# Assignment:
Give again the entries below exactly, beginning at the first line and ending at the line with "positive clicks: (123, 268) (130, 270)".

Given entries Start Marker

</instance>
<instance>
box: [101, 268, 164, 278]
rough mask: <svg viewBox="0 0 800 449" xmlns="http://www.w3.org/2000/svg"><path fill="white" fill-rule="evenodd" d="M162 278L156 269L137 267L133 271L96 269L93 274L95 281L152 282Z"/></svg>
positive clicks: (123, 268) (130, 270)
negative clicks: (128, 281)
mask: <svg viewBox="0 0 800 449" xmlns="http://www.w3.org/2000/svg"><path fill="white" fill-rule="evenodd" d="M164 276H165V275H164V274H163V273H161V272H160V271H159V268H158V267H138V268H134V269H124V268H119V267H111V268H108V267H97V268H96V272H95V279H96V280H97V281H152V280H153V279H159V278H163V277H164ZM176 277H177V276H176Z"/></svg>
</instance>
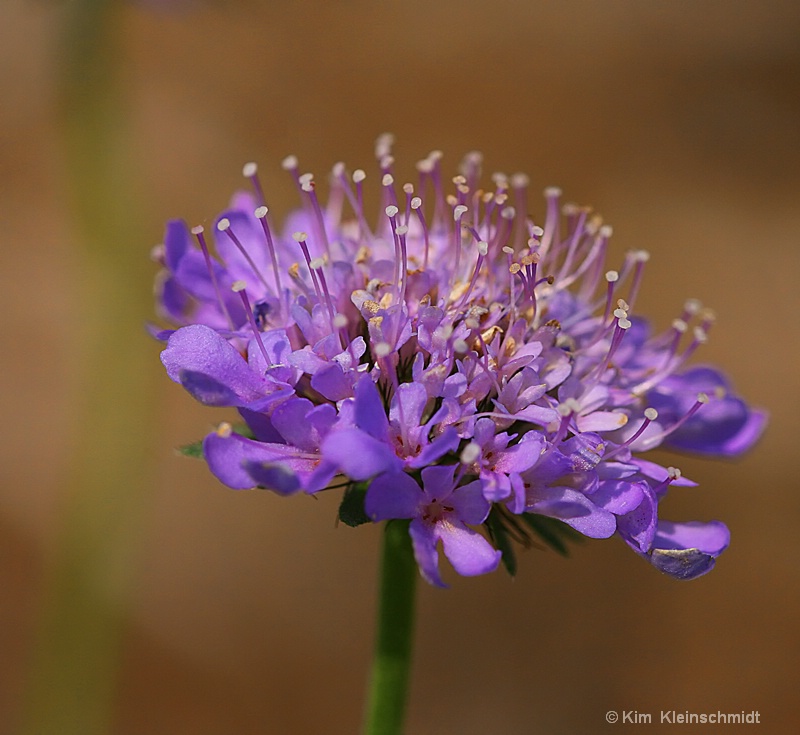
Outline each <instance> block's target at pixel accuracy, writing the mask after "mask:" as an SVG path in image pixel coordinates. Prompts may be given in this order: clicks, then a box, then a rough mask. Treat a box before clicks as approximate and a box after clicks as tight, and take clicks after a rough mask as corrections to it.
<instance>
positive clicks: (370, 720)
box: [364, 521, 419, 735]
mask: <svg viewBox="0 0 800 735" xmlns="http://www.w3.org/2000/svg"><path fill="white" fill-rule="evenodd" d="M418 576H419V571H418V570H417V563H416V561H414V553H413V551H412V548H411V539H410V537H409V535H408V523H407V522H403V521H389V522H388V523H387V524H386V529H385V531H384V536H383V554H382V557H381V578H380V593H379V595H380V597H379V600H378V624H377V631H376V638H375V653H374V658H373V663H372V678H371V681H370V690H369V702H368V703H367V709H366V719H365V725H364V732H365V735H400V733H402V732H403V723H404V721H405V713H406V700H407V698H408V682H409V676H410V673H411V651H412V647H413V642H414V597H415V592H416V581H417V577H418Z"/></svg>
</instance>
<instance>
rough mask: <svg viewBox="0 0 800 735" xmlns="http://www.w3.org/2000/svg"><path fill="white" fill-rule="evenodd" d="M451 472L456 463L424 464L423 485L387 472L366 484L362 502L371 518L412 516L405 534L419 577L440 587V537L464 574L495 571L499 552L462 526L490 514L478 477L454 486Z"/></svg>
mask: <svg viewBox="0 0 800 735" xmlns="http://www.w3.org/2000/svg"><path fill="white" fill-rule="evenodd" d="M454 472H455V465H443V466H439V467H435V466H434V467H426V468H425V469H424V470H422V487H421V488H420V486H419V485H418V484H417V482H416V480H414V479H412V478H411V477H410V476H409V475H407V474H406V473H405V472H386V473H384V474H382V475H379V476H378V477H376V478H375V479H374V480H373V481H372V482H371V483H370V486H369V489H368V490H367V497H366V501H365V509H366V511H367V515H368V516H369V517H370V518H371V519H372V520H373V521H383V520H387V519H389V518H410V519H412V520H411V525H410V526H409V533H410V534H411V542H412V544H413V547H414V556H415V557H416V560H417V563H418V564H419V568H420V571H421V572H422V576H423V577H425V579H427V580H428V582H430V583H431V584H435V585H437V586H439V587H444V586H446V585H445V584H444V582H443V581H442V578H441V576H440V575H439V556H438V552H437V550H436V546H437V544H438V542H439V541H441V542H442V547H443V549H444V555H445V556H446V557H447V559H448V560H449V561H450V563H451V564H452V565H453V567H454V568H455V570H456V571H457V572H458V573H459V574H463V575H465V576H474V575H476V574H486V572H493V571H494V570H495V569H496V568H497V565H498V564H499V563H500V556H501V555H500V552H499V551H495V549H493V548H492V546H491V544H490V543H489V542H488V541H487V540H486V539H485V538H484V537H483V536H481V535H480V534H479V533H477V532H476V531H473V530H472V529H470V528H468V527H467V526H466V525H464V524H466V523H469V524H473V525H477V524H480V523H483V522H484V521H485V520H486V516H488V515H489V509H490V504H489V502H488V501H487V500H486V498H485V497H484V495H483V490H482V487H481V482H480V481H473V482H469V483H467V484H466V485H457V482H458V480H456V478H454Z"/></svg>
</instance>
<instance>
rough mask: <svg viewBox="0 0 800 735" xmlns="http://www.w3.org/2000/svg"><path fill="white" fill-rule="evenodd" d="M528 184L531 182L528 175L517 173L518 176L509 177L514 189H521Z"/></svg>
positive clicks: (524, 186) (512, 176)
mask: <svg viewBox="0 0 800 735" xmlns="http://www.w3.org/2000/svg"><path fill="white" fill-rule="evenodd" d="M530 183H531V180H530V177H529V176H528V174H522V173H519V174H514V175H513V176H512V177H511V186H513V187H514V188H515V189H522V188H524V187H526V186H527V185H528V184H530Z"/></svg>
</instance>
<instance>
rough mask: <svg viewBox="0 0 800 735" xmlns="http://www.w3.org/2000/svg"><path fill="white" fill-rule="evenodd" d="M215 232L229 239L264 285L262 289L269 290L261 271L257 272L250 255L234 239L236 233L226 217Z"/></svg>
mask: <svg viewBox="0 0 800 735" xmlns="http://www.w3.org/2000/svg"><path fill="white" fill-rule="evenodd" d="M217 230H218V231H219V232H224V233H225V234H226V235H227V236H228V237H229V238H230V240H231V242H232V243H233V244H234V245H236V247H237V248H238V249H239V252H240V253H241V254H242V255H244V257H245V260H247V262H248V264H249V265H250V267H251V268H252V269H253V273H254V274H255V275H256V277H257V278H258V280H259V281H261V283H263V284H264V287H265V288H266V289H267V290H269V284H268V283H267V281H266V279H265V278H264V276H263V275H261V271H259V270H258V267H257V266H256V264H255V263H254V262H253V259H252V258H251V257H250V254H249V253H248V252H247V250H245V247H244V245H242V243H241V242H240V240H239V238H238V237H236V233H235V232H234V231H233V229H232V228H231V221H230V220H229V219H228V218H227V217H223V218H222V219H221V220H220V221H219V222H217Z"/></svg>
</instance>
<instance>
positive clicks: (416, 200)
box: [411, 197, 431, 269]
mask: <svg viewBox="0 0 800 735" xmlns="http://www.w3.org/2000/svg"><path fill="white" fill-rule="evenodd" d="M411 209H413V210H414V211H415V212H416V213H417V218H418V219H419V224H420V226H421V227H422V236H423V238H424V240H425V256H424V258H423V261H422V267H423V269H427V267H428V257H429V254H430V247H431V243H430V233H429V232H428V223H427V222H426V221H425V213H424V212H423V211H422V199H420V198H419V197H414V198H413V199H412V200H411Z"/></svg>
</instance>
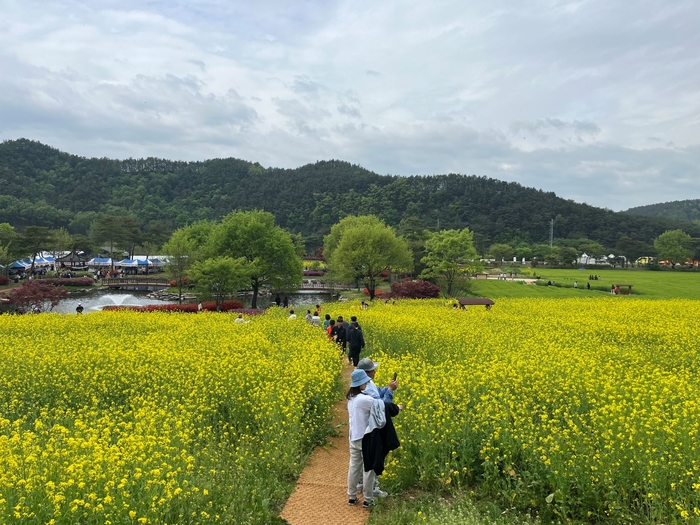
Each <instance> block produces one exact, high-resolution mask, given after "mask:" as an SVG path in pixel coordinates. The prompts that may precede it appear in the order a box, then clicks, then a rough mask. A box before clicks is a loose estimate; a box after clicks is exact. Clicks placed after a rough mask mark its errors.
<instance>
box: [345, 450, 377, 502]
mask: <svg viewBox="0 0 700 525" xmlns="http://www.w3.org/2000/svg"><path fill="white" fill-rule="evenodd" d="M364 470H365V469H364V467H363V463H362V440H361V439H356V440H355V441H351V442H350V467H349V468H348V496H350V497H351V498H352V497H355V496H357V484H358V483H359V482H360V481H362V492H363V495H364V498H365V501H367V500H371V499H373V498H374V495H373V494H372V492H373V490H374V481H375V478H376V474H375V473H374V470H370V471H369V472H365V471H364Z"/></svg>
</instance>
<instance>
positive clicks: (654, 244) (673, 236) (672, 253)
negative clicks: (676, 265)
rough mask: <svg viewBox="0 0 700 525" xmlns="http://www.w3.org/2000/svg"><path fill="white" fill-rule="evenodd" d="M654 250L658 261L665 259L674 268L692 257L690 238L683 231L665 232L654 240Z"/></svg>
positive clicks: (686, 233)
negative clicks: (670, 263) (658, 259)
mask: <svg viewBox="0 0 700 525" xmlns="http://www.w3.org/2000/svg"><path fill="white" fill-rule="evenodd" d="M654 248H656V254H657V256H658V257H659V259H662V260H663V259H666V260H668V261H669V262H670V263H671V267H672V268H675V266H676V264H678V263H684V262H685V261H686V259H688V258H689V257H691V256H692V255H693V250H692V238H691V237H690V235H688V234H687V233H685V232H684V231H683V230H666V231H665V232H664V233H662V234H661V235H659V236H658V237H657V238H656V239H654Z"/></svg>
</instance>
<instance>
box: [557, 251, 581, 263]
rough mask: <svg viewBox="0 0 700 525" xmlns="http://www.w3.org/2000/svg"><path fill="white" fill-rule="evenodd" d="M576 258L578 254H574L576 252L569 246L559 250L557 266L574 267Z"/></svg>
mask: <svg viewBox="0 0 700 525" xmlns="http://www.w3.org/2000/svg"><path fill="white" fill-rule="evenodd" d="M577 257H578V253H576V250H575V249H574V248H571V247H570V246H564V247H563V248H560V249H559V264H569V265H571V266H574V265H575V264H576V258H577Z"/></svg>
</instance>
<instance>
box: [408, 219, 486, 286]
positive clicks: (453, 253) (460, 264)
mask: <svg viewBox="0 0 700 525" xmlns="http://www.w3.org/2000/svg"><path fill="white" fill-rule="evenodd" d="M425 251H426V256H425V257H423V259H422V260H421V262H423V264H425V266H426V268H425V270H423V272H422V273H421V277H437V278H440V279H441V280H443V281H444V283H445V285H446V287H447V295H448V296H452V289H453V286H454V283H455V281H456V279H458V278H459V277H460V276H464V275H465V274H466V273H468V272H475V271H477V270H478V269H479V268H480V266H481V265H480V263H478V262H477V258H478V255H477V253H476V248H474V243H473V235H472V232H471V231H469V228H464V229H463V230H442V231H439V232H435V233H433V234H432V235H431V236H430V237H429V238H428V240H427V241H426V242H425Z"/></svg>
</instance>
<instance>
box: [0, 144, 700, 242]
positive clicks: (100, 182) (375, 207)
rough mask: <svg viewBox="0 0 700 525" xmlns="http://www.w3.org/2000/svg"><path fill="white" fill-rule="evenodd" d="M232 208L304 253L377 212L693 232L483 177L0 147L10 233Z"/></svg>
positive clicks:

Given entries End Marker

# Exercise solution:
</instance>
<instance>
box: [101, 268, 164, 278]
rough mask: <svg viewBox="0 0 800 449" xmlns="http://www.w3.org/2000/svg"><path fill="white" fill-rule="evenodd" d="M162 278L156 269L137 267L133 271L96 269L93 274L95 281L152 282Z"/></svg>
positive clicks: (123, 268) (130, 270)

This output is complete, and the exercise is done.